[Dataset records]
Begin
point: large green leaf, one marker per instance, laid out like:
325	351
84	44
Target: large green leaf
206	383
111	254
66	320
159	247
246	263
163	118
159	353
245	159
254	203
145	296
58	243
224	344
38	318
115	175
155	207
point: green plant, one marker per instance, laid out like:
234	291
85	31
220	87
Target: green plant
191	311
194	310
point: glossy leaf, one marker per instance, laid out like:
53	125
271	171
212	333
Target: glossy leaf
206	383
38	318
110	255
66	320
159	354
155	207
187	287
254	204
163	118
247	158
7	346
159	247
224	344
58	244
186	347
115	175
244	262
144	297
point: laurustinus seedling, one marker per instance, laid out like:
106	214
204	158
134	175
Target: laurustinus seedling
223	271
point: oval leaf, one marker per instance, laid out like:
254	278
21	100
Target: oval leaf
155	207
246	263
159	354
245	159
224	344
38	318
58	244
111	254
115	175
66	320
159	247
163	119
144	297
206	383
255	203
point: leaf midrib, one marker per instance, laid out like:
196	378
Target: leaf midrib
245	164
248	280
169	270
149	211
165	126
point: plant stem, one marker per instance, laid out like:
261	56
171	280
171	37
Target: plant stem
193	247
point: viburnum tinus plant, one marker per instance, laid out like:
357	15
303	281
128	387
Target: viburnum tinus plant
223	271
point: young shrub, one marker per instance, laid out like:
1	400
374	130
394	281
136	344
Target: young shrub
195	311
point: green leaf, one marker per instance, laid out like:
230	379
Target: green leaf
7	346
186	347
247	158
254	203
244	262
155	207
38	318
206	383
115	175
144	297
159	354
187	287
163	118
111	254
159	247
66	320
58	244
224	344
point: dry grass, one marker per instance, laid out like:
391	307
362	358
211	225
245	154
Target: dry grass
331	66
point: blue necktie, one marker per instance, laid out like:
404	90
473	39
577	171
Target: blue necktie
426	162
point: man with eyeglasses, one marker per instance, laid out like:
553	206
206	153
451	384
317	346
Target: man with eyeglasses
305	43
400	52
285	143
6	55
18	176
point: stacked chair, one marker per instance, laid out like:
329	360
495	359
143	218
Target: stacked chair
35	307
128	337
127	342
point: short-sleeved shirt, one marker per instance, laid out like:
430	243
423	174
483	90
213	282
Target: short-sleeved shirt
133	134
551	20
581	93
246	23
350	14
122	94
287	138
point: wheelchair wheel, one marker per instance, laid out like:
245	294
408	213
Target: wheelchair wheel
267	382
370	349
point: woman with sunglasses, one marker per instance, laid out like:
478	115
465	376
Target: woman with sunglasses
End
Restate the final lines of the listing above word for word, beginning at the line that contains "point: glossy leaf, one".

point: glossy leaf, one marker per instance, laid out like:
53	125
271	171
212	333
Target: glossy leaf
206	383
38	318
110	255
66	320
159	354
155	207
187	287
254	204
163	118
247	158
7	346
159	247
224	344
58	244
186	347
115	175
244	262
144	297
point: laurustinus seedling, one marker per instance, laid out like:
106	214
204	158
134	175
Target: laurustinus seedling
223	271
point: oval leaf, one marker per instance, laid out like:
254	278
21	100
Target: oval leaf
155	207
246	263
159	354
245	159
224	344
38	318
58	244
111	254
115	175
66	320
159	247
163	119
144	297
206	383
255	203
point: leaf midrib, one marker per instance, laid out like:
196	378
Target: leaf midrib
245	164
248	280
169	270
149	211
165	126
point: plant stem, one marker per instance, laid out like:
261	56
171	280
171	37
Target: plant stem
193	247
point: viburnum tinus plant, one marker per instance, laid out like:
357	15
303	281
128	387
Target: viburnum tinus plant
223	271
point: young shrub, one marker per instance, laid out like:
1	400
374	130
394	281
136	344
Target: young shrub
195	311
point: green leaf, one marker per instance, laid out like:
230	379
Target: green leaf
7	346
186	347
247	158
254	203
244	262
155	207
38	318
206	383
115	175
144	297
159	354
187	287
163	118
111	254
159	247
66	320
58	244
224	344
point: dry grass, one marker per instance, laid out like:
391	307
362	358
211	225
245	154
Target: dry grass
331	66
point: blue necktie, one marker per instance, laid out like:
404	90
473	39
577	171
Target: blue necktie
426	162
point: man with eyeglasses, one marker per instance, laid out like:
553	206
206	153
451	384
317	346
Target: man with eyeglasses
305	43
400	52
285	143
6	55
18	176
point: stacked chair, one marker per instance, laid out like:
329	360
495	359
143	218
Target: stacked chair
35	307
128	337
127	342
point: short-sleeved shirt, one marker per instance, laid out like:
430	243
423	174
483	90
213	282
Target: short-sleeved shirt
133	134
551	20
581	93
246	23
350	14
122	94
287	138
point: wheelchair wheel, one marker per instance, laid out like:
245	294
408	213
Target: wheelchair wheel
267	382
370	349
point: woman with sunglasses, one marker per instance, laid out like:
478	115
465	376
Target: woman with sunglasses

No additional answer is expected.